_Required work_
Produce a verbatim transcription of the records below, beginning at the line containing "target: <item>fallen twig</item>" and ending at the final line; include only those lines.

_Stored rows_
****
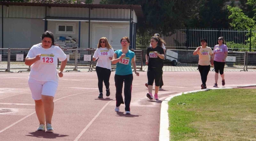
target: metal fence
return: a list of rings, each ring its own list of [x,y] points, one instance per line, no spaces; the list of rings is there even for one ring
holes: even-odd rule
[[[24,69],[18,71],[30,71],[30,66],[25,64],[25,59],[29,49],[0,49],[0,72],[11,72],[11,69]],[[93,61],[92,57],[96,49],[67,49],[63,50],[67,55],[68,61],[65,67],[66,72],[78,71],[79,69],[88,69],[88,71],[95,71],[97,61]],[[135,53],[136,68],[138,71],[143,71],[143,52],[142,51],[133,51]],[[61,61],[58,61],[57,68],[60,67]],[[115,70],[116,65],[112,65],[112,69]]]
[[[233,51],[255,51],[256,41],[251,40],[256,31],[223,29],[190,28],[174,30],[168,36],[161,36],[167,49],[193,49],[200,46],[200,39],[208,40],[207,46],[213,48],[218,44],[218,38],[223,36],[228,49]],[[136,48],[147,48],[155,33],[147,31],[136,36]]]

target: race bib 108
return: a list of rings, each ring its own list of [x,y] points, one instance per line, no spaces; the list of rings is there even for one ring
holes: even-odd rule
[[[150,58],[157,58],[157,55],[155,54],[154,51],[150,51],[149,52],[149,57]]]
[[[202,55],[208,55],[209,52],[208,51],[202,51],[201,54]]]
[[[100,56],[106,56],[108,55],[108,51],[100,51],[99,54]]]
[[[129,64],[129,62],[130,61],[130,58],[128,57],[124,57],[121,60],[119,61],[119,63],[124,65]]]
[[[54,64],[54,55],[53,54],[41,54],[40,63],[46,64]]]
[[[215,53],[219,53],[219,52],[222,52],[222,48],[217,48],[215,49]]]

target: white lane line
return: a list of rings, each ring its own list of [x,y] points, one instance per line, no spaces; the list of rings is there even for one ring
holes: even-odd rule
[[[9,96],[7,96],[7,97],[6,97],[5,98],[0,98],[0,100],[2,99],[3,99],[4,98],[9,98],[9,97],[12,97],[12,96],[17,96],[17,95],[20,95],[20,94],[22,94],[28,93],[29,93],[29,92],[24,92],[24,93],[20,94],[15,94],[15,95],[14,95]]]
[[[115,98],[113,100],[113,101],[114,101],[114,100],[115,100]],[[78,136],[77,137],[76,137],[76,138],[75,140],[74,140],[74,141],[78,141],[78,139],[79,139],[80,137],[81,137],[82,136],[82,135],[83,135],[83,133],[84,133],[84,132],[85,132],[85,131],[86,131],[87,129],[89,128],[89,127],[90,127],[90,126],[91,126],[91,124],[93,123],[93,121],[94,121],[96,119],[96,118],[98,118],[98,117],[100,115],[100,113],[103,110],[104,110],[104,109],[105,109],[105,108],[107,107],[107,106],[108,106],[108,105],[110,102],[112,102],[113,101],[111,100],[111,101],[108,101],[106,104],[105,105],[104,105],[104,106],[102,107],[102,108],[101,109],[100,109],[100,110],[99,111],[99,112],[98,113],[98,114],[97,114],[96,116],[95,116],[94,118],[93,118],[93,119],[92,119],[91,121],[90,121],[89,123],[88,123],[88,124],[86,126],[85,128],[83,129],[83,130],[82,132],[81,132],[81,133],[80,133],[80,134],[79,134]]]
[[[69,96],[74,96],[74,95],[78,95],[78,94],[83,94],[83,93],[87,93],[87,92],[95,92],[95,91],[98,91],[98,90],[93,90],[93,91],[90,91],[90,92],[81,92],[81,93],[78,93],[78,94],[72,94],[72,95],[69,95],[69,96],[65,96],[65,97],[63,97],[61,98],[59,98],[58,99],[56,99],[56,100],[54,100],[53,101],[54,101],[54,102],[55,102],[55,101],[58,101],[58,100],[59,100],[59,99],[63,99],[63,98],[67,98],[67,97],[69,97]],[[29,117],[30,116],[33,115],[33,114],[35,114],[35,111],[34,111],[34,112],[32,112],[32,113],[31,113],[31,114],[29,114],[28,115],[28,116],[25,116],[25,117],[24,117],[24,118],[22,118],[21,119],[20,119],[18,120],[18,121],[15,122],[15,123],[13,123],[12,124],[11,124],[11,125],[8,126],[8,127],[5,128],[4,128],[4,129],[3,129],[3,130],[1,130],[1,131],[0,131],[0,133],[2,132],[4,132],[4,131],[6,130],[9,129],[9,128],[10,128],[12,127],[13,126],[15,125],[16,125],[16,124],[17,124],[17,123],[19,123],[20,122],[20,121],[23,121],[23,120],[26,119],[27,118]]]
[[[78,87],[69,87],[69,88],[72,89],[93,89],[93,90],[98,90],[98,89],[96,88],[78,88]]]
[[[0,103],[0,105],[35,105],[35,104]]]

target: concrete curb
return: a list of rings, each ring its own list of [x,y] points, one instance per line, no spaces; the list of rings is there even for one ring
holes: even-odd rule
[[[247,86],[247,85],[245,85]],[[249,85],[249,86],[251,86]],[[252,86],[252,85],[251,85]],[[239,86],[235,87],[245,87],[244,86]],[[252,86],[250,86],[252,87]],[[202,89],[197,90],[193,90],[189,92],[184,92],[183,93],[180,93],[176,94],[174,95],[170,96],[169,98],[166,98],[163,101],[161,104],[161,108],[160,112],[160,130],[159,132],[159,141],[170,141],[170,132],[169,131],[169,117],[168,116],[168,101],[169,101],[173,98],[180,96],[183,94],[187,94],[193,92],[207,91],[209,90],[216,90],[216,89],[233,89],[232,87],[222,87],[222,88],[210,88],[206,89]]]

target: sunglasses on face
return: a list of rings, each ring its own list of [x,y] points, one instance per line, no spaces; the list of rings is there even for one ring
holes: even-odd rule
[[[122,43],[122,44],[127,44],[127,43],[128,43],[128,42],[126,42],[126,41],[125,41],[125,42],[122,41],[122,42],[121,42],[121,43]]]

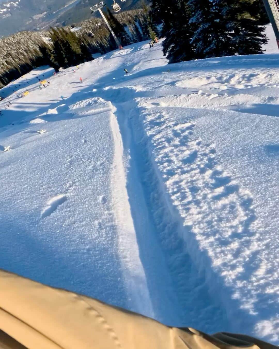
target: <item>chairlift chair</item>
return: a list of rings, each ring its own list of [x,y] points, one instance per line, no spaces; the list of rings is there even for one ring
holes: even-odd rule
[[[115,0],[114,0],[114,2],[112,4],[112,8],[113,9],[115,12],[119,12],[121,9],[121,7],[120,7],[118,3],[115,2]]]

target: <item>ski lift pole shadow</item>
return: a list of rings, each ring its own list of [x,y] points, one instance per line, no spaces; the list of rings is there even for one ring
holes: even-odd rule
[[[117,6],[117,8],[116,8],[116,9],[115,9],[114,7],[113,7],[115,5]],[[90,9],[92,11],[92,13],[93,13],[93,12],[96,12],[96,11],[98,11],[99,12],[100,12],[100,14],[101,16],[103,19],[105,21],[105,23],[106,24],[106,25],[107,27],[108,28],[108,30],[110,32],[111,34],[112,35],[113,38],[114,39],[115,42],[116,43],[116,45],[118,46],[118,47],[119,48],[119,49],[121,50],[123,48],[123,47],[122,47],[122,46],[121,45],[121,44],[120,44],[120,42],[118,40],[116,35],[115,35],[114,32],[112,30],[112,28],[110,25],[109,23],[107,21],[107,20],[105,15],[103,13],[103,12],[101,9],[104,7],[104,6],[105,5],[103,2],[101,1],[100,2],[99,2],[99,3],[97,3],[96,5],[95,5],[95,6],[92,6],[92,7],[90,7]],[[119,5],[118,5],[115,2],[115,0],[114,0],[114,3],[113,5],[112,5],[112,7],[113,8],[113,9],[116,12],[119,12],[121,9],[121,8],[120,6],[119,6]]]

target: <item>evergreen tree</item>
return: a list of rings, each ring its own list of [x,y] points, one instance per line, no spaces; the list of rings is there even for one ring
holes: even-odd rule
[[[169,63],[189,61],[194,58],[191,43],[192,33],[189,25],[189,9],[186,0],[176,0],[172,2],[169,23],[171,29],[163,42],[163,52],[167,54]]]
[[[152,28],[150,25],[148,26],[148,33],[149,34],[149,37],[152,41],[155,41],[156,38],[157,37],[156,33],[152,29]]]
[[[150,13],[150,20],[154,25],[160,27],[161,37],[165,36],[172,28],[170,16],[172,16],[174,6],[177,2],[177,0],[152,0]]]
[[[107,7],[106,17],[108,22],[116,36],[120,40],[122,46],[127,46],[131,44],[130,38],[124,27],[111,10]]]
[[[223,0],[189,0],[193,31],[191,42],[198,59],[234,54],[232,38],[224,18]]]
[[[238,54],[263,52],[262,46],[267,40],[265,28],[259,25],[261,20],[256,0],[227,0],[228,31],[232,33],[232,45]]]

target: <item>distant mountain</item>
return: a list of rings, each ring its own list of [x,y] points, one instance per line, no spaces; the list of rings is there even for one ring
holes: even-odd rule
[[[142,0],[119,1],[124,10],[138,8]],[[99,0],[0,0],[0,37],[23,30],[42,30],[88,19]],[[111,8],[112,0],[106,1]]]

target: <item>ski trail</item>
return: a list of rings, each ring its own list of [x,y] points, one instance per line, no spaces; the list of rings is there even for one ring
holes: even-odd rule
[[[110,125],[114,144],[111,178],[112,209],[118,237],[118,250],[124,270],[129,309],[154,316],[144,271],[139,254],[126,185],[123,145],[117,120],[112,112]]]

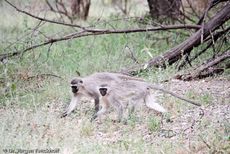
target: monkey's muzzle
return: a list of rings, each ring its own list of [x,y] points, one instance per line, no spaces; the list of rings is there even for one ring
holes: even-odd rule
[[[71,86],[71,88],[72,88],[72,92],[73,93],[77,93],[78,92],[78,88],[77,88],[77,86]]]

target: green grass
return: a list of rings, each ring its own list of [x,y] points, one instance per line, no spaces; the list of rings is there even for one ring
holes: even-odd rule
[[[46,40],[28,29],[37,25],[38,21],[9,7],[1,7],[1,11],[0,18],[5,20],[0,23],[0,54],[22,50]],[[114,21],[109,24],[99,22],[97,27],[122,29],[143,26],[134,21],[117,21],[117,18],[116,15],[110,15],[109,19],[105,19],[115,19]],[[97,20],[92,16],[83,24],[90,25],[95,21]],[[74,31],[72,28],[49,23],[39,30],[53,37],[61,37]],[[114,123],[114,111],[91,123],[91,102],[81,102],[74,113],[67,118],[60,118],[70,101],[69,81],[77,76],[77,72],[85,76],[94,72],[120,71],[133,65],[132,59],[125,53],[126,46],[133,50],[140,63],[146,62],[150,59],[147,52],[157,56],[185,40],[186,37],[180,32],[177,30],[84,37],[54,43],[50,50],[49,46],[36,48],[20,55],[19,58],[0,63],[0,153],[3,149],[46,148],[58,148],[60,153],[68,154],[196,153],[201,146],[200,151],[206,153],[229,151],[226,146],[229,142],[229,123],[227,122],[223,129],[213,126],[211,118],[203,120],[198,125],[200,127],[195,128],[197,134],[194,136],[192,133],[191,136],[186,136],[187,134],[182,132],[175,137],[162,137],[163,130],[169,133],[174,133],[174,128],[183,130],[181,125],[173,128],[166,126],[174,125],[177,117],[194,109],[165,95],[161,103],[169,113],[161,120],[161,116],[143,107],[131,115],[127,123]],[[17,41],[21,36],[25,37]],[[168,37],[168,40],[158,39],[164,37]],[[6,49],[15,41],[17,43],[14,43],[14,46]],[[207,58],[205,56],[207,55],[195,61],[195,64]],[[61,78],[39,76],[47,73]],[[167,69],[153,68],[138,76],[158,83],[170,79],[176,73],[176,66],[173,65]],[[189,91],[185,96],[200,100],[207,106],[213,100],[208,93],[199,97],[197,93]],[[181,121],[178,123],[182,124]],[[205,129],[207,125],[209,127]],[[209,140],[211,149],[198,138],[199,135],[208,136],[205,140]],[[189,144],[188,137],[191,142]]]

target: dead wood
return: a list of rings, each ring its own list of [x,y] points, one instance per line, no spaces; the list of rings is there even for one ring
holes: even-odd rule
[[[183,55],[189,54],[194,47],[199,46],[203,41],[212,35],[212,32],[223,25],[230,18],[230,3],[227,3],[212,19],[205,23],[196,33],[181,44],[175,46],[161,56],[150,59],[147,63],[122,70],[122,73],[135,75],[140,71],[151,67],[165,67],[166,64],[173,64]],[[212,37],[209,37],[210,39]],[[208,41],[206,39],[205,41]]]
[[[223,73],[224,69],[223,68],[218,68],[215,67],[217,64],[220,62],[229,59],[230,58],[230,50],[222,53],[221,55],[218,55],[214,59],[208,60],[207,63],[202,64],[198,68],[196,68],[194,71],[188,74],[183,74],[183,75],[176,75],[174,78],[184,80],[184,81],[189,81],[189,80],[194,80],[194,79],[201,79],[204,77],[212,76],[214,74],[220,74]]]

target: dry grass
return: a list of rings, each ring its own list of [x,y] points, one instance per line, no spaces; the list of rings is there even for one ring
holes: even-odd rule
[[[216,87],[214,83],[218,83]],[[189,82],[190,91],[199,93],[196,82]],[[171,88],[178,88],[171,81]],[[182,85],[188,83],[179,82]],[[212,102],[197,108],[164,97],[169,110],[160,116],[142,107],[127,124],[114,123],[111,111],[94,122],[93,103],[83,101],[75,113],[59,118],[63,102],[54,100],[37,109],[2,108],[0,112],[2,149],[58,148],[61,153],[229,153],[229,81],[199,82],[208,85]],[[220,88],[222,85],[222,88]],[[166,85],[169,86],[169,85]],[[216,88],[215,88],[216,87]],[[227,88],[227,89],[225,89]],[[220,97],[225,101],[215,101]],[[183,92],[187,92],[183,90]],[[217,93],[218,92],[218,93]],[[177,93],[181,93],[177,90]],[[195,98],[199,100],[199,97]],[[200,99],[202,100],[202,99]],[[178,104],[177,104],[178,102]],[[2,150],[1,149],[1,150]]]

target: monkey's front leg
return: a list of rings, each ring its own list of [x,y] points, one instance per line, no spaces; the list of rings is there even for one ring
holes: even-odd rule
[[[99,110],[99,99],[98,99],[98,102],[97,102],[98,104],[98,110]],[[99,116],[101,116],[102,114],[104,114],[104,113],[106,113],[107,112],[107,110],[108,110],[108,108],[109,108],[109,103],[106,101],[106,100],[103,100],[102,101],[102,103],[101,103],[101,105],[102,105],[102,108],[98,111],[98,112],[96,112],[94,115],[93,115],[93,117],[91,118],[91,122],[94,120],[94,119],[96,119],[97,117],[99,117]],[[96,101],[95,101],[95,110],[96,110]]]
[[[94,98],[94,104],[95,104],[95,113],[99,111],[99,98]]]
[[[76,108],[77,102],[79,101],[80,98],[81,97],[79,95],[74,95],[72,97],[69,106],[67,107],[66,111],[61,115],[61,118],[66,117]]]

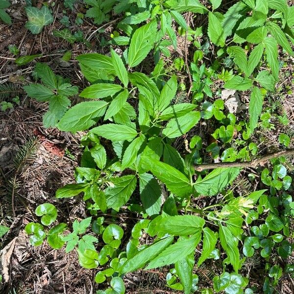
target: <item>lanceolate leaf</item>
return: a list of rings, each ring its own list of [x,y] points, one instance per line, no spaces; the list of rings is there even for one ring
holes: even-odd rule
[[[107,104],[104,101],[79,103],[68,110],[57,126],[62,131],[73,133],[86,130],[105,113]]]
[[[175,195],[183,197],[192,194],[192,188],[189,179],[180,172],[150,157],[144,156],[144,161],[152,173]]]
[[[262,111],[263,97],[260,89],[254,87],[250,97],[249,103],[249,115],[250,119],[249,124],[250,129],[252,133],[257,124],[258,118]]]
[[[225,37],[219,19],[212,12],[208,14],[208,36],[210,41],[215,45],[223,47],[224,46]]]
[[[188,239],[179,239],[155,257],[148,265],[146,270],[168,266],[185,258],[194,251],[200,239],[201,232],[199,232]]]
[[[122,89],[122,86],[115,84],[94,84],[86,88],[79,96],[92,99],[104,98],[114,95]]]
[[[119,77],[119,78],[122,84],[123,84],[124,87],[126,88],[128,84],[127,72],[125,69],[122,58],[112,49],[111,49],[111,59],[112,59],[113,67],[114,67],[117,75]]]
[[[171,236],[154,242],[143,250],[140,250],[123,265],[122,272],[124,273],[134,271],[138,269],[143,268],[147,262],[152,260],[170,245],[173,241],[173,236]]]
[[[197,192],[206,196],[213,196],[220,192],[239,174],[240,169],[216,169],[203,179],[194,184]]]
[[[293,55],[294,53],[291,46],[281,28],[276,24],[270,22],[267,23],[267,26],[279,45],[282,46],[290,54]]]
[[[162,218],[157,224],[159,232],[175,236],[188,236],[202,230],[205,221],[193,215],[175,216]]]
[[[137,179],[134,175],[123,175],[112,180],[114,187],[110,186],[105,191],[107,206],[119,208],[130,198],[135,188]]]
[[[195,126],[200,119],[199,111],[192,111],[179,118],[172,119],[167,124],[162,134],[170,138],[179,137]]]
[[[157,26],[157,23],[154,20],[134,33],[128,50],[129,66],[134,67],[141,63],[153,48]]]
[[[247,68],[245,72],[247,76],[251,75],[258,63],[260,62],[264,50],[264,45],[263,43],[260,43],[251,51],[248,58]]]
[[[240,255],[238,247],[238,240],[227,227],[220,224],[220,240],[231,264],[236,272],[241,267]]]
[[[278,60],[278,44],[274,38],[269,37],[265,39],[267,60],[276,80],[279,79],[279,61]]]
[[[137,131],[129,126],[116,123],[107,123],[93,128],[91,132],[112,142],[131,140],[137,136]]]
[[[199,267],[209,256],[217,244],[218,239],[214,232],[206,227],[203,229],[203,245],[201,256],[198,260]]]
[[[139,175],[140,194],[143,207],[149,216],[158,214],[161,206],[161,188],[150,173]]]

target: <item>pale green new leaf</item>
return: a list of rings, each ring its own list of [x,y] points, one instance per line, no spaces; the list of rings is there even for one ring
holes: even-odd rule
[[[159,214],[161,206],[161,188],[157,180],[147,172],[139,176],[140,195],[144,209],[149,216]]]
[[[157,23],[154,20],[137,29],[134,33],[128,50],[130,67],[141,63],[153,48],[157,27]]]
[[[24,9],[28,19],[24,26],[33,34],[39,34],[44,25],[53,22],[53,16],[47,6],[44,5],[41,9],[33,6],[27,6]]]
[[[263,96],[261,91],[259,88],[254,87],[250,97],[249,103],[249,124],[251,133],[253,132],[257,124],[258,118],[262,111],[263,103]]]
[[[200,117],[199,111],[192,111],[179,118],[172,119],[162,131],[162,134],[171,139],[182,136],[195,126]]]
[[[212,13],[208,14],[208,29],[207,33],[210,41],[215,45],[223,47],[225,37],[221,24]]]
[[[198,260],[197,265],[199,267],[209,256],[215,248],[218,239],[214,232],[209,228],[206,227],[203,230],[203,245],[201,256]]]
[[[141,158],[143,160],[143,156]],[[190,180],[176,169],[147,156],[144,156],[144,161],[151,172],[175,195],[184,197],[192,193]]]
[[[194,183],[196,191],[206,196],[214,196],[220,193],[239,174],[240,169],[216,169],[203,179]]]
[[[125,69],[122,58],[112,49],[111,49],[111,58],[117,75],[119,77],[119,78],[122,84],[123,84],[124,87],[126,88],[128,84],[127,72]]]
[[[278,60],[278,44],[272,37],[266,38],[264,40],[266,47],[267,60],[271,73],[276,80],[279,79],[279,61]]]
[[[136,188],[137,179],[135,175],[130,174],[113,178],[111,181],[112,185],[104,190],[106,203],[109,208],[118,209],[130,198]]]
[[[137,131],[123,124],[106,123],[93,128],[91,132],[112,142],[131,140],[137,136]]]
[[[243,78],[240,75],[234,75],[230,80],[224,84],[223,86],[226,89],[246,91],[249,90],[252,85],[251,79],[246,77]]]
[[[188,239],[179,239],[152,260],[146,269],[161,268],[185,258],[194,251],[200,239],[201,232],[199,232]]]
[[[264,50],[263,43],[258,44],[251,51],[248,58],[248,65],[245,73],[247,76],[251,75],[258,63],[260,62]]]
[[[68,110],[57,126],[62,131],[73,133],[88,129],[105,113],[107,104],[104,101],[79,103]]]
[[[164,234],[174,236],[188,236],[202,230],[205,221],[203,219],[193,215],[167,216],[157,223],[156,229]]]
[[[122,89],[122,86],[116,84],[94,84],[84,89],[79,96],[91,99],[105,98],[114,95]]]
[[[154,242],[144,249],[140,250],[123,265],[122,269],[122,272],[129,272],[138,269],[142,269],[147,262],[156,257],[162,250],[170,245],[173,241],[173,236],[171,236]]]

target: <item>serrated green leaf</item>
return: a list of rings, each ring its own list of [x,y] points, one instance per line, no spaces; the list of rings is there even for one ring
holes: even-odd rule
[[[199,267],[205,261],[215,248],[218,241],[215,233],[208,227],[203,229],[203,245],[201,256],[198,260],[197,266]]]
[[[159,220],[156,229],[164,234],[188,236],[201,231],[205,223],[205,220],[197,216],[167,216]]]
[[[134,67],[141,63],[153,48],[157,26],[157,22],[152,21],[137,29],[134,33],[128,50],[130,67]]]
[[[149,216],[158,214],[161,206],[161,188],[154,177],[145,172],[139,174],[140,195],[143,207]]]
[[[162,131],[162,134],[170,138],[182,136],[196,125],[200,118],[199,111],[192,111],[179,118],[172,119]]]
[[[132,195],[137,183],[133,175],[123,175],[112,179],[114,186],[104,190],[107,207],[119,208],[125,204]]]
[[[261,91],[257,87],[254,87],[250,97],[249,103],[249,124],[251,133],[253,132],[257,124],[258,119],[262,111],[263,103],[263,96]]]
[[[94,84],[84,89],[81,92],[79,96],[90,99],[105,98],[114,95],[122,89],[123,88],[120,85],[99,83]]]
[[[198,193],[207,196],[214,196],[220,193],[239,174],[240,169],[216,169],[203,179],[194,183],[195,190]]]
[[[128,77],[127,76],[127,72],[125,69],[123,62],[122,58],[118,54],[111,49],[111,59],[113,63],[113,67],[119,78],[123,84],[125,88],[127,87],[128,84]]]
[[[153,259],[170,245],[173,241],[173,236],[171,236],[154,242],[140,250],[123,265],[122,272],[129,272],[142,268],[147,262]]]
[[[143,159],[143,156],[141,158]],[[144,156],[144,161],[152,173],[175,195],[184,197],[192,194],[192,188],[189,179],[180,172],[149,157]]]
[[[276,80],[279,79],[279,61],[278,60],[278,44],[272,37],[266,38],[264,40],[266,47],[267,60]]]
[[[128,91],[125,89],[114,98],[109,104],[109,107],[105,113],[104,121],[108,120],[119,112],[125,104],[128,95]]]
[[[134,139],[138,134],[137,131],[132,127],[118,124],[107,123],[93,128],[91,132],[112,142],[124,141]]]
[[[57,126],[62,131],[73,133],[88,129],[105,113],[107,104],[104,101],[79,103],[68,110]]]
[[[148,265],[146,270],[161,268],[174,264],[185,258],[195,250],[201,239],[199,232],[188,239],[179,239],[176,243],[170,245]]]
[[[207,33],[210,41],[215,45],[223,47],[225,37],[221,24],[212,13],[208,14],[208,29]]]
[[[53,16],[46,5],[43,5],[41,9],[33,6],[26,7],[24,9],[28,19],[24,26],[33,34],[39,34],[44,25],[53,22]]]

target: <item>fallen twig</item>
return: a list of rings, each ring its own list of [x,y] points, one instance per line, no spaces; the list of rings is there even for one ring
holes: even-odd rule
[[[194,168],[197,172],[202,172],[204,170],[213,170],[219,168],[256,168],[262,162],[268,161],[270,159],[289,155],[294,155],[294,149],[289,149],[283,150],[267,155],[256,158],[251,161],[244,161],[243,162],[220,162],[218,163],[211,163],[208,164],[202,164],[194,166]]]

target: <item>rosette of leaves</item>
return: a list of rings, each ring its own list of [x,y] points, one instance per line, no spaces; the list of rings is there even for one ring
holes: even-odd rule
[[[31,98],[49,101],[49,110],[43,117],[43,123],[46,127],[55,126],[71,105],[69,97],[77,94],[78,88],[55,75],[46,64],[37,63],[35,73],[42,83],[30,84],[24,89]]]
****
_Answer to the task_
target: <item>fallen twig</item>
return: a list of rings, each ring its own list of [x,y] points, one instance per line, no spaces; the list of rings is there even for one ring
holes: even-odd rule
[[[194,168],[197,172],[202,172],[204,170],[213,170],[219,168],[256,168],[262,162],[268,161],[270,159],[289,155],[294,155],[294,149],[289,149],[283,150],[267,155],[256,158],[251,161],[244,161],[243,162],[220,162],[218,163],[211,163],[208,164],[202,164],[194,166]]]

target: <item>rosette of leaves</item>
return: a list of rings, each ring its own list of [x,y] points, one instance per line, no spaces; the list of rings is there even for one ring
holes: even-odd rule
[[[31,98],[49,101],[49,110],[43,117],[43,123],[46,127],[55,126],[71,105],[69,97],[77,94],[78,88],[55,75],[46,64],[37,63],[35,73],[42,83],[30,84],[24,89]]]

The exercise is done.